- _EXERCISE_
Write out the records again, exactly, leaving none out.
------ RAW DATA ------
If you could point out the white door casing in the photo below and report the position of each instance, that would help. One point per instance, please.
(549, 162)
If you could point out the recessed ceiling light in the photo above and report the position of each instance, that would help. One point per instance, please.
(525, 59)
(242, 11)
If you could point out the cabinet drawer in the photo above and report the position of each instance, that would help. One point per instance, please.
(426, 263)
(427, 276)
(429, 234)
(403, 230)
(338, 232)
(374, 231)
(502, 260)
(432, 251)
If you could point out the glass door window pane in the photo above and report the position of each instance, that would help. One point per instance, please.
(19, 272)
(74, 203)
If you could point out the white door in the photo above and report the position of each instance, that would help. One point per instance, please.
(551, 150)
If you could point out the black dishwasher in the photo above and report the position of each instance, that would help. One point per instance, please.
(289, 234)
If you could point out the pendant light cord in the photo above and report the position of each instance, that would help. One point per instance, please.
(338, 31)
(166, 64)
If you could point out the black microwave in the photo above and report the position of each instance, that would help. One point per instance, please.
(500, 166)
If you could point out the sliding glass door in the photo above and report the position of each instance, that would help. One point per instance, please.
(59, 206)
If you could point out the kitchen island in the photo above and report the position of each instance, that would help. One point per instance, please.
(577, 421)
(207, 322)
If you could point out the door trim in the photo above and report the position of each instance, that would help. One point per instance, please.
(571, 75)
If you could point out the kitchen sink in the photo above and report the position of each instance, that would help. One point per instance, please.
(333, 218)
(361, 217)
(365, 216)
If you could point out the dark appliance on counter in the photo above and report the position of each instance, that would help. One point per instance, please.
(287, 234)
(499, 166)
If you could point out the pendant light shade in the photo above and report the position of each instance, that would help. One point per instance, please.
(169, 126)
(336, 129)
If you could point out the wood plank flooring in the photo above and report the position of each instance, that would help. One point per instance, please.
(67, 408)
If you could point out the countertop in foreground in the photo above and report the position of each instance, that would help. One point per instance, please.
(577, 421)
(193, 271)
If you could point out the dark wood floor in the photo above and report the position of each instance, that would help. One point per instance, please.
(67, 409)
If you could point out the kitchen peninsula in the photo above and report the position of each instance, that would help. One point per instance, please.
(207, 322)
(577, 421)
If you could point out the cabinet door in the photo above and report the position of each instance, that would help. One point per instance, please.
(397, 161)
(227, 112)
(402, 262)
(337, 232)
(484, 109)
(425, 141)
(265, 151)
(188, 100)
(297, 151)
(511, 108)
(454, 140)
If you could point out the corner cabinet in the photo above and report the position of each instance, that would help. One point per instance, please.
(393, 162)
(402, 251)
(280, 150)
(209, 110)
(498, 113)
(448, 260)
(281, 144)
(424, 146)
------
- _ANSWER_
If you could point out the white door casing in the photo below and report the position of each instance, that would help. One point per instance, please.
(549, 162)
If you could point out the recessed ceiling light in the photo above and report the position of each instance, that would help. One point per instance, please.
(525, 59)
(242, 11)
If you could point out the cabinet drawer in the photo above and report the position of each instance, that would help. One point per instance, please.
(426, 263)
(427, 276)
(429, 234)
(403, 230)
(338, 232)
(374, 231)
(502, 260)
(432, 251)
If you could point out the glass door window pane in the photo above and report the position of each instance, that would help. One point per instance, please.
(19, 272)
(74, 203)
If you could point out the white door in the photo above and report the position of each instance, that would help. One point per instance, please.
(551, 150)
If you could point out the black dishwasher in the photo above and report the position of each instance, that would help. One point per instance, please.
(289, 234)
If you could point out the pendant light cord in the photo above and report the position of each instance, that would help. One point per instance, please.
(338, 31)
(166, 64)
If you could point out the black microwave in the photo above and report the position of each instance, that would help. One point per instance, please.
(500, 166)
If you could point out the sliding glass door in the photo above and report the position of each instance, that would help. One point per instance, please.
(59, 206)
If you could point out the kitchen island in the photo above and report the position of each instance, that would help. One point per instance, please.
(577, 421)
(207, 322)
If you could point out the door trim in the photo above and report the position of each instance, that would help. One point per instance, please.
(571, 75)
If you could point out the kitchen sink in the photo above and report the position of each instance, that would help. One point per instance, please.
(333, 218)
(361, 217)
(365, 216)
If you could point out the dark appliance on counter in the photo above and report the position of each instance, that would help. One point per instance, please.
(287, 234)
(499, 166)
If you could point out the pendant light shade in the photo above and report the position of each instance, that would help. One point per instance, please.
(169, 126)
(336, 129)
If you could point out the wood plank flooring in the photo above and report the position of each instance, that would help. One point per instance, please.
(67, 408)
If you could point out the countertop in foreground in the photo above and report the position of each instance, that would help. One point per instance, please.
(577, 421)
(193, 271)
If you could point out the dark wood floor in the photo above and report the position of each instance, that would help. One point per instance, please.
(67, 409)
If you could point out the kitchen peninsula in the photo above and report the position of each instance, that would help. One point per instance, please.
(207, 322)
(577, 421)
If you could point out the cabinet door in the photo above and report the position of each instance, that would help. One point per instance, please.
(397, 161)
(227, 112)
(402, 262)
(337, 232)
(484, 109)
(425, 141)
(265, 151)
(188, 100)
(297, 151)
(511, 108)
(454, 140)
If you could point out the corner cabinet in the photo above and report the position of each instance, that would help. One point per instance, please.
(393, 162)
(402, 251)
(280, 150)
(209, 110)
(498, 113)
(448, 260)
(281, 144)
(424, 146)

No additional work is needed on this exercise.